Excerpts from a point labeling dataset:
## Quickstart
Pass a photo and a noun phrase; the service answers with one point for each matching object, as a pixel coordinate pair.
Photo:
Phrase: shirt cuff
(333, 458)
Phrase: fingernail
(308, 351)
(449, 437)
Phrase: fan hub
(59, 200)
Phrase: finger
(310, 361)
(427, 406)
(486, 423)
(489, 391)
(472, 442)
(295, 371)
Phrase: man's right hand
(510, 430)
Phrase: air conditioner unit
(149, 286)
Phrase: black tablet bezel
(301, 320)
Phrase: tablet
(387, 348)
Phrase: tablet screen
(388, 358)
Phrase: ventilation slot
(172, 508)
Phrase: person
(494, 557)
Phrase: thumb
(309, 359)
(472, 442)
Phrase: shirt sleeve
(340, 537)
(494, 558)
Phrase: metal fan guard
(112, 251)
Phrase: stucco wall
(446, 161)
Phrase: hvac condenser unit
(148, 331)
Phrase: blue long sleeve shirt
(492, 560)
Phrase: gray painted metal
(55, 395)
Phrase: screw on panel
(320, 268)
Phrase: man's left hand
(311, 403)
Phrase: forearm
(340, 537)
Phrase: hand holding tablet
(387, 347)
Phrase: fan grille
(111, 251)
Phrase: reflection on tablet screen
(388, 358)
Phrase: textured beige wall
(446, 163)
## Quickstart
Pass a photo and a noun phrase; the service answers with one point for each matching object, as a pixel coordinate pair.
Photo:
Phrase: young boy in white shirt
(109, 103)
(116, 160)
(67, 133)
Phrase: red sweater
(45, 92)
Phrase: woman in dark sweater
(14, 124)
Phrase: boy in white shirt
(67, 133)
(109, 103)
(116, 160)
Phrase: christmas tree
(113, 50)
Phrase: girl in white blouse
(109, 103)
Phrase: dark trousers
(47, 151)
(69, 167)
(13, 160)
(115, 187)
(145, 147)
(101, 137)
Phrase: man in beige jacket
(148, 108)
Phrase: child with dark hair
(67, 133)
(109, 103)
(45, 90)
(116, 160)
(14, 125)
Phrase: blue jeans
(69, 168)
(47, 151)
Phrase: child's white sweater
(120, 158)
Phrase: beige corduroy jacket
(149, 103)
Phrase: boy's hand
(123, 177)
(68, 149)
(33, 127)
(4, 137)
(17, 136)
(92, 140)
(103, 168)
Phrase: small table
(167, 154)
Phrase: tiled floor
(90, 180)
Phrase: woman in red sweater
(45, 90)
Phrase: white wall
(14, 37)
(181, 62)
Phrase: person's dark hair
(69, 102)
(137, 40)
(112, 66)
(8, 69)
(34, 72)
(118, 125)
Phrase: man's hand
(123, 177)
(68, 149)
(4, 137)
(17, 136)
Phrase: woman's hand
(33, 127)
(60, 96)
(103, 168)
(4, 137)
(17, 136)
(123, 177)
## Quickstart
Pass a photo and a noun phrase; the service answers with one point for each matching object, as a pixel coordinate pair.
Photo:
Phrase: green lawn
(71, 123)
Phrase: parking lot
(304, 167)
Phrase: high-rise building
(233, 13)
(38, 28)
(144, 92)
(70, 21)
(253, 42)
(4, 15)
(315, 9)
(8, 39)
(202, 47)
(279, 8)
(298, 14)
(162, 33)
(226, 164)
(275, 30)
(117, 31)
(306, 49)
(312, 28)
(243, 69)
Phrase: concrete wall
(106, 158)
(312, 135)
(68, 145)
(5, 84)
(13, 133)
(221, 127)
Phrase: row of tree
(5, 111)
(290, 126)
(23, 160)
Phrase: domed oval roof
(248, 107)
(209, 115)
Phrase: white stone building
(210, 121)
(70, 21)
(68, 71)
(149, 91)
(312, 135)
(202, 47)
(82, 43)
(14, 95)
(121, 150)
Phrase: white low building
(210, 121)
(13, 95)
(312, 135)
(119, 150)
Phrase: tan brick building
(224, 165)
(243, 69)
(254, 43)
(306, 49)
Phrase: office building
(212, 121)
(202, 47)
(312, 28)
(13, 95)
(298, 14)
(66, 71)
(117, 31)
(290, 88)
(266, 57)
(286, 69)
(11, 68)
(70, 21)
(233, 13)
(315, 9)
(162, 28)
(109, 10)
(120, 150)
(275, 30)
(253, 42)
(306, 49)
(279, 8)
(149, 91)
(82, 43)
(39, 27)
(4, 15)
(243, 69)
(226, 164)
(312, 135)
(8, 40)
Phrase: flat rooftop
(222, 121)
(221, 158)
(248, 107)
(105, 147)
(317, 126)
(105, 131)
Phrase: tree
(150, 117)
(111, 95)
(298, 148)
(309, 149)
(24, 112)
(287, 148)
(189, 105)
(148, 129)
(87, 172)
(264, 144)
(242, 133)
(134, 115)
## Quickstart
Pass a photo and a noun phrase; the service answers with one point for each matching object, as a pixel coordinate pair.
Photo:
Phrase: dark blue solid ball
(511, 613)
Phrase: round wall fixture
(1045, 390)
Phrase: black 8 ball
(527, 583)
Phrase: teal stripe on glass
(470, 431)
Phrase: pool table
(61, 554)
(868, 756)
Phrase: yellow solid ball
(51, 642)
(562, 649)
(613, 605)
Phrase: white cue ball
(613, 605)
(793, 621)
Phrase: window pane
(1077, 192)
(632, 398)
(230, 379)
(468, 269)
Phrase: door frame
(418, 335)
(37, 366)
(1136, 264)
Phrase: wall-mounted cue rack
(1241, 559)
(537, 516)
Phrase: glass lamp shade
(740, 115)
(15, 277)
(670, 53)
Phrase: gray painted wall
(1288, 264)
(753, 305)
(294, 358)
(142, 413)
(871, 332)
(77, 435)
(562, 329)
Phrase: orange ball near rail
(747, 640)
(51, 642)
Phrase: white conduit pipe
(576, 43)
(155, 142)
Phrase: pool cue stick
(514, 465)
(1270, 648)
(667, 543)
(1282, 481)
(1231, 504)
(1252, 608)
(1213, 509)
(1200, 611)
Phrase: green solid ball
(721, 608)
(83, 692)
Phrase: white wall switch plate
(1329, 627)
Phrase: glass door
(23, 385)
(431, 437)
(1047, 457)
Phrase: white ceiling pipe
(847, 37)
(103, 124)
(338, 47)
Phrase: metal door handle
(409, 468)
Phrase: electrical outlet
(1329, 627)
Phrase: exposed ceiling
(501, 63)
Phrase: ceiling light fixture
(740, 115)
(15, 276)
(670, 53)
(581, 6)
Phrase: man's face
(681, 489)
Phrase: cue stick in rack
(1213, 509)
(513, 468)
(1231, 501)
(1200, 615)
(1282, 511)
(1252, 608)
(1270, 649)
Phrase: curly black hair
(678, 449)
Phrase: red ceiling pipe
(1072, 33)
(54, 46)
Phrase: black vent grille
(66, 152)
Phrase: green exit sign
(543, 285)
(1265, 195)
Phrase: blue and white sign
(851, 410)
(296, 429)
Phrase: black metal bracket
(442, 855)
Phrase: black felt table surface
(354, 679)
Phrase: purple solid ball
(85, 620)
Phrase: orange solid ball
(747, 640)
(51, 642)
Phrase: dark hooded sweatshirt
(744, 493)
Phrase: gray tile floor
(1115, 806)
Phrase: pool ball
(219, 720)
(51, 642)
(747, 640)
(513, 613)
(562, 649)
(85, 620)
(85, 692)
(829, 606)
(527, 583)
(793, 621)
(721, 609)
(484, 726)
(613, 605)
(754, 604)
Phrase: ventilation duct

» **YOUR INSTRUCTIONS**
Copy out, word for word, the lines from the one containing "Phrase: dark hooded sweatshirt" through the last line of the entries, including both of those lines.

» **FULL RESPONSE**
Phrase: dark hooded sweatshirt
(744, 493)
Phrase: gray tile floor
(1115, 806)
Phrase: pool ball
(219, 720)
(51, 642)
(747, 640)
(513, 613)
(562, 649)
(85, 620)
(85, 692)
(829, 606)
(527, 583)
(793, 621)
(721, 609)
(484, 726)
(613, 605)
(754, 604)
Phrase: ventilation duct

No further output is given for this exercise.